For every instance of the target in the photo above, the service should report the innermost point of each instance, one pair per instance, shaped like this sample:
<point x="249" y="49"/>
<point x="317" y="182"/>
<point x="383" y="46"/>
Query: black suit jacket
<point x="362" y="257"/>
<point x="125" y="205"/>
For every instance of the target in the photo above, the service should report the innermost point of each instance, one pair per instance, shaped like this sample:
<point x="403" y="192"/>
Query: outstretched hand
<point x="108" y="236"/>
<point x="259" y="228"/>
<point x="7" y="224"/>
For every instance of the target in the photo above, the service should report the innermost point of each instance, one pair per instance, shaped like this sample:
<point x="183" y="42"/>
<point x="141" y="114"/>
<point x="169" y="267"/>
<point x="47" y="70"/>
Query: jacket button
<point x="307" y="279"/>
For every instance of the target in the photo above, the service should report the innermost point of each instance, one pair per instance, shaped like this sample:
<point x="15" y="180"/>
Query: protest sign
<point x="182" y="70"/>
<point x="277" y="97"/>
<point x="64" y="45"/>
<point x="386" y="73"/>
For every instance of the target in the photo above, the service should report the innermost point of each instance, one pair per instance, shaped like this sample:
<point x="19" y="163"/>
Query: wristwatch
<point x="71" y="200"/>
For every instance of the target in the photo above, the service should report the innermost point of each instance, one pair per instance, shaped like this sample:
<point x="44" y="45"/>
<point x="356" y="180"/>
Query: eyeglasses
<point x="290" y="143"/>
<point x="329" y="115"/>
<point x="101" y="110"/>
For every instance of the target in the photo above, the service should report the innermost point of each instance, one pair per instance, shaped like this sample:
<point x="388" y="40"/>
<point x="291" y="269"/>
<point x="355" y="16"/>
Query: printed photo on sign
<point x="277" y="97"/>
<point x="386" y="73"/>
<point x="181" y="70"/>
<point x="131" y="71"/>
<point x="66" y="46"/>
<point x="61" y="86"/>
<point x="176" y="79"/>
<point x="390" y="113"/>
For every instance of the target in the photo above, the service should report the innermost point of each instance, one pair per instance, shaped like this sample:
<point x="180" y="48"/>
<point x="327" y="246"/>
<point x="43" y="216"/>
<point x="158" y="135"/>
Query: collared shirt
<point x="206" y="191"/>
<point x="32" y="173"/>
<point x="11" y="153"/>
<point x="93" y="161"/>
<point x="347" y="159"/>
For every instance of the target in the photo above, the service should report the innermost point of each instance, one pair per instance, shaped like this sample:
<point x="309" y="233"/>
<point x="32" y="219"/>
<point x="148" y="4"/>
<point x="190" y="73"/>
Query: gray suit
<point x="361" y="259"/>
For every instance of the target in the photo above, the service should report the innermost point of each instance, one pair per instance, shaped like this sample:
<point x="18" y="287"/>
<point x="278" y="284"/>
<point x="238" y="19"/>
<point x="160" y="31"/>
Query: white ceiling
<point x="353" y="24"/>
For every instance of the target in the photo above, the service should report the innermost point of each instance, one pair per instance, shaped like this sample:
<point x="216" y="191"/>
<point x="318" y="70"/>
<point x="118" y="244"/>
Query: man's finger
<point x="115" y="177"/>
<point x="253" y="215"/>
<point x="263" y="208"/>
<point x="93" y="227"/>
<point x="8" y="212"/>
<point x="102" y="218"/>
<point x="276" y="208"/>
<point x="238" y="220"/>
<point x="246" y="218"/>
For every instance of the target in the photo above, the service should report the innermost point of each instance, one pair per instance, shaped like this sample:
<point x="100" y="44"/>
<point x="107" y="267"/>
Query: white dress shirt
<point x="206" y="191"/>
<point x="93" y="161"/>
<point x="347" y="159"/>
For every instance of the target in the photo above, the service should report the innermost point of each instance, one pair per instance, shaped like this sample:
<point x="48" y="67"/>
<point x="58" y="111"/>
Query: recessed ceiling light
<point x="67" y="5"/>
::::
__Written request__: Reproduce each entry word for word.

__Exercise output__:
For every instance of the target in the photo above, the service should report the innermost point of each instance, one pair per instance, shaped like this sample:
<point x="249" y="49"/>
<point x="317" y="182"/>
<point x="383" y="46"/>
Query: black suit jacket
<point x="362" y="257"/>
<point x="125" y="205"/>
For every instance of the target in the photo above, the service should report the innermost point of each instance, one pair per instance, shaped like this sample:
<point x="403" y="192"/>
Query: outstretched hand
<point x="108" y="236"/>
<point x="259" y="228"/>
<point x="7" y="224"/>
For every instance of the target in the photo above, the service should report the innermost point of each instance, one pair per instance, shaped like this sample:
<point x="183" y="42"/>
<point x="141" y="114"/>
<point x="169" y="267"/>
<point x="47" y="70"/>
Query: jacket button
<point x="307" y="279"/>
For every instance of the target in the photo above, the service should report the innermost point of each instance, one pair per instance, shaped like this sample:
<point x="15" y="180"/>
Query: protest sign
<point x="182" y="70"/>
<point x="277" y="97"/>
<point x="64" y="45"/>
<point x="386" y="73"/>
For every instance of the target in the photo above, the service should report the innermost point of each instance, one pair per instance, shaped like this sample:
<point x="19" y="163"/>
Query: wristwatch
<point x="71" y="200"/>
For every instance of the target in the photo above, the service should report the innermost point of each instance, one pair per instance, shaped like this sample:
<point x="44" y="45"/>
<point x="356" y="180"/>
Query: eyeglasses
<point x="290" y="143"/>
<point x="329" y="115"/>
<point x="101" y="110"/>
For every instance of the target in the photo above, the service should report the innermost point of each instance, one pair per instance, shaped like this sample:
<point x="388" y="40"/>
<point x="291" y="269"/>
<point x="355" y="16"/>
Query: printed photo on sign
<point x="277" y="97"/>
<point x="386" y="73"/>
<point x="181" y="70"/>
<point x="131" y="71"/>
<point x="66" y="46"/>
<point x="61" y="86"/>
<point x="176" y="79"/>
<point x="390" y="113"/>
For every instance of the target in the photo above, the service should report the innermost point of each instance, one pair per instance, shaped like this sample:
<point x="180" y="48"/>
<point x="327" y="246"/>
<point x="43" y="216"/>
<point x="158" y="135"/>
Query: collared shirt
<point x="206" y="191"/>
<point x="32" y="173"/>
<point x="11" y="153"/>
<point x="93" y="161"/>
<point x="347" y="159"/>
For every instance of the target in the photo above, the service should report the innermost point of each instance, one pair per instance, shaped like this sample:
<point x="309" y="233"/>
<point x="32" y="219"/>
<point x="148" y="4"/>
<point x="190" y="73"/>
Query: gray suit
<point x="361" y="259"/>
For every instance of the target in the photo above, the service should report the innermost point of each instance, one pair per instance, shaped like this sample:
<point x="18" y="287"/>
<point x="278" y="284"/>
<point x="238" y="19"/>
<point x="160" y="31"/>
Query: white ceiling
<point x="353" y="24"/>
For every instance of the target in the photo above, the service should report the innermost point of each instance, one pair per instance, shaped like this sample:
<point x="216" y="191"/>
<point x="318" y="70"/>
<point x="118" y="244"/>
Query: man's finger
<point x="115" y="177"/>
<point x="253" y="215"/>
<point x="263" y="208"/>
<point x="93" y="227"/>
<point x="8" y="212"/>
<point x="102" y="218"/>
<point x="276" y="208"/>
<point x="238" y="220"/>
<point x="246" y="218"/>
For every instance of the target in the photo above, the service should report the innermost point of each instance, one pair per instance, shaped like this sample:
<point x="100" y="44"/>
<point x="107" y="267"/>
Query: white dress shirt
<point x="206" y="191"/>
<point x="93" y="161"/>
<point x="347" y="159"/>
For every instance of the target in the photo above, the service should report the innermost point of each instance, one pair per instance, shaped like this sample:
<point x="48" y="67"/>
<point x="58" y="111"/>
Query: recessed ceiling light
<point x="67" y="5"/>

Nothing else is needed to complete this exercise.